Find every line in the rows below that contains the word "floral", and copy each of those lines.

▶ [DATA FOR THIS EXERCISE]

**********

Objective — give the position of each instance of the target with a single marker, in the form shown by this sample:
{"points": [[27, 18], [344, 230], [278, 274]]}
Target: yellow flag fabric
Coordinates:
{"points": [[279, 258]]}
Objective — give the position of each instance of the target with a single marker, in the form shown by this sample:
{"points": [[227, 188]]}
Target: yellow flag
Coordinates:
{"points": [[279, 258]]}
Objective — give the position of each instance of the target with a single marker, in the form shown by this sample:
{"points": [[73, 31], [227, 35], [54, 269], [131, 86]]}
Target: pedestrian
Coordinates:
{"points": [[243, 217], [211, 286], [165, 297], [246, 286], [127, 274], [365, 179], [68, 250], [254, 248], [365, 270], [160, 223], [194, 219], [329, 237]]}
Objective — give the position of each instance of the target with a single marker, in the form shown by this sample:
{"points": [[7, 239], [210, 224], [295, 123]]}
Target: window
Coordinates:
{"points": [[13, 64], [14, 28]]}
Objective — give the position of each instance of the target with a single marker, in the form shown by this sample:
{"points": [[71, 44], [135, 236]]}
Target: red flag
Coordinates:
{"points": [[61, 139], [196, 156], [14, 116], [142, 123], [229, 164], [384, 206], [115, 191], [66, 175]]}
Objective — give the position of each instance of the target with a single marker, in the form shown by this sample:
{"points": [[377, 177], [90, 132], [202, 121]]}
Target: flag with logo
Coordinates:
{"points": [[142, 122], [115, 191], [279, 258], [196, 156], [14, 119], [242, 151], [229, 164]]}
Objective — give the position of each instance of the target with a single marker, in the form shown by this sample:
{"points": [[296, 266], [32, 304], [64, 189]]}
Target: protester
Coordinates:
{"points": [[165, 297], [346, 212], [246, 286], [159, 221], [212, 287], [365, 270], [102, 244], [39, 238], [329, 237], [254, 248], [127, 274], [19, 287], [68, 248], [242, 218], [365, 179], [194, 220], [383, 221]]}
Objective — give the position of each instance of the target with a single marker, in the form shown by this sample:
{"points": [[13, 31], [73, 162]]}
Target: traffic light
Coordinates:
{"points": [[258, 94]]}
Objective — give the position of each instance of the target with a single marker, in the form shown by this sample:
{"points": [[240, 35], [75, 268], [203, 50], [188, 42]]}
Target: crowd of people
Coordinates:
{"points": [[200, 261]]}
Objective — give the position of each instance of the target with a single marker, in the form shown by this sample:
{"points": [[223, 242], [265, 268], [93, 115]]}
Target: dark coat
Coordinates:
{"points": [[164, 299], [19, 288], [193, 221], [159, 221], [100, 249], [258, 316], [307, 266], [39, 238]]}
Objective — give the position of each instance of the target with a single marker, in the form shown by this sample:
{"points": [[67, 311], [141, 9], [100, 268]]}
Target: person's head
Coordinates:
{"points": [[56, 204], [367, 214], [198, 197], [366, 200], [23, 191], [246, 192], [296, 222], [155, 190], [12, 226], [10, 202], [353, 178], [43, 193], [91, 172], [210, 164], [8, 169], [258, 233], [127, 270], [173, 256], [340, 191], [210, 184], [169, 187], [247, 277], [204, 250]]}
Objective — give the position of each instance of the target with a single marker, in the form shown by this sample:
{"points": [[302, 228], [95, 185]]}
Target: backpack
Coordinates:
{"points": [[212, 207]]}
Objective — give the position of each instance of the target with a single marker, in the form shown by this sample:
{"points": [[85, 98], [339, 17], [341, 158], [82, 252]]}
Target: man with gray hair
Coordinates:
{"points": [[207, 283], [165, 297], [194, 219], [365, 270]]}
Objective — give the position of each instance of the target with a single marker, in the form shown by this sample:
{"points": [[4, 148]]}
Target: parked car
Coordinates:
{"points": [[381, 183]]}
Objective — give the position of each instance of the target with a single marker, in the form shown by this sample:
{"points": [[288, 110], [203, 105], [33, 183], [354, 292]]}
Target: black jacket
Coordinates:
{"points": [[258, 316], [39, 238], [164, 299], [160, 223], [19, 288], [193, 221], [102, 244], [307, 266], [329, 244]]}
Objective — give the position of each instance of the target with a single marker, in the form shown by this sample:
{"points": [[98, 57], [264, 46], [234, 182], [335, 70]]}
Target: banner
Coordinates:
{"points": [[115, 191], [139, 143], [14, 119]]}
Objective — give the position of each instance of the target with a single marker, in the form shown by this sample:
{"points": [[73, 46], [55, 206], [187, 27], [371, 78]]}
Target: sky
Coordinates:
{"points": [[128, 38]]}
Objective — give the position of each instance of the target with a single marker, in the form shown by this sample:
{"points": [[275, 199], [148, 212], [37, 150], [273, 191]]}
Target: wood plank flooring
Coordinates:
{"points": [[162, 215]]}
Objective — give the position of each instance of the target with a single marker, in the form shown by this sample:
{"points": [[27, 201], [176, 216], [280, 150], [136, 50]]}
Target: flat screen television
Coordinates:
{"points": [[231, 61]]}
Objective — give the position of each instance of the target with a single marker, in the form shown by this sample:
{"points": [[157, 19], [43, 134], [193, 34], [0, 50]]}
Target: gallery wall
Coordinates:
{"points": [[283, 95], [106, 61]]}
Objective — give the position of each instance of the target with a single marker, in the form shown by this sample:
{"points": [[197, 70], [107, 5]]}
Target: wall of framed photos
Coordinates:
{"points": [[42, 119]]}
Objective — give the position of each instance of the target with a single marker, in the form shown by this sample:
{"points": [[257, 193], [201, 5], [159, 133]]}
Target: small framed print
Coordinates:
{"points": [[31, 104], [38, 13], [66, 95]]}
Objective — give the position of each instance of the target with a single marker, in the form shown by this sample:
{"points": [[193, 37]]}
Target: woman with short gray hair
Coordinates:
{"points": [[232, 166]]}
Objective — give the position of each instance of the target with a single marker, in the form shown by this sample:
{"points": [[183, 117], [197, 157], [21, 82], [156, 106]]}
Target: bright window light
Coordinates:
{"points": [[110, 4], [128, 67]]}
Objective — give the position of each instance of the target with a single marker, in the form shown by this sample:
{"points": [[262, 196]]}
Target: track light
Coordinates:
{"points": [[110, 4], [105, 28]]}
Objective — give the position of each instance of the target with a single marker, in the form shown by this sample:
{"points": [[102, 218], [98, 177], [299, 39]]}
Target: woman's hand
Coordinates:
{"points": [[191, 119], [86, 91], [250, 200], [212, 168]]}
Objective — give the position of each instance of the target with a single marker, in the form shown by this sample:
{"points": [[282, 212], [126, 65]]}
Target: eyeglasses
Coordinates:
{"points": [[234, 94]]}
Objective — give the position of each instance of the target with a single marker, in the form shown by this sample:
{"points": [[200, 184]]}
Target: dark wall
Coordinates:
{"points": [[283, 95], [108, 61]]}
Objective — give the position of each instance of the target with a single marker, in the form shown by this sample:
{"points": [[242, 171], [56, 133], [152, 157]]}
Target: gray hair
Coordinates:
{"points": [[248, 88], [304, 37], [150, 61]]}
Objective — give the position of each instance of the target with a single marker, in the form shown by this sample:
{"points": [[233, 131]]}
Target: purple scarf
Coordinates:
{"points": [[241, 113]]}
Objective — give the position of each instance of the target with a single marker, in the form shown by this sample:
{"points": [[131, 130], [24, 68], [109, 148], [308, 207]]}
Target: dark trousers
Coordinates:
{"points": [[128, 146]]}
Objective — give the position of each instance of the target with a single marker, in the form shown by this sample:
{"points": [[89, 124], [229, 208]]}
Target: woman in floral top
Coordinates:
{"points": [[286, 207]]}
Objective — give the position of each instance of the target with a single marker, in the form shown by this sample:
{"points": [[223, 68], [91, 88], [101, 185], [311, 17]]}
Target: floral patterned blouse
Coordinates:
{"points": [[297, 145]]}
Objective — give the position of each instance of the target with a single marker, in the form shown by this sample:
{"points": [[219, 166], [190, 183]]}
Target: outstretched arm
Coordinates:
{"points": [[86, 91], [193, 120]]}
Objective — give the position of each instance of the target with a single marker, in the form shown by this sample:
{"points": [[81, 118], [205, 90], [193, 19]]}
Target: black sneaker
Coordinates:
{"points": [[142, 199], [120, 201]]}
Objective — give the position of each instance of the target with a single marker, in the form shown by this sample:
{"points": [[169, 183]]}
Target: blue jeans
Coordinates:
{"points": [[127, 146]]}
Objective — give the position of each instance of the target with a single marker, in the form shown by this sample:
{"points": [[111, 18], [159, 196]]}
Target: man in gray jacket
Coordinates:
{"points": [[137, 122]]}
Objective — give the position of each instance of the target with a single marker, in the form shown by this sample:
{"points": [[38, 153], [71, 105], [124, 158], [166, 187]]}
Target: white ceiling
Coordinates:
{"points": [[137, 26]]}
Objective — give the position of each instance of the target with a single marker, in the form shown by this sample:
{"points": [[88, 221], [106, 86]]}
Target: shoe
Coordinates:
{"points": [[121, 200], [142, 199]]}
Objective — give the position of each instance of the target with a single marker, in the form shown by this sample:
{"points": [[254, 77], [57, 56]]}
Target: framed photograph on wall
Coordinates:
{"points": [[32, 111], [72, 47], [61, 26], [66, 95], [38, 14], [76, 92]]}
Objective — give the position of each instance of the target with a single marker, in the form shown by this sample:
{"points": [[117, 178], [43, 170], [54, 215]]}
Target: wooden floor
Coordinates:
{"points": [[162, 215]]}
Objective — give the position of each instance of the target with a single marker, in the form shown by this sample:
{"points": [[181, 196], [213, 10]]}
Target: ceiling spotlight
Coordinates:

**********

▶ [SOLUTION TO THIS PROBLEM]
Target: woman in floral top
Target: floral patterned blouse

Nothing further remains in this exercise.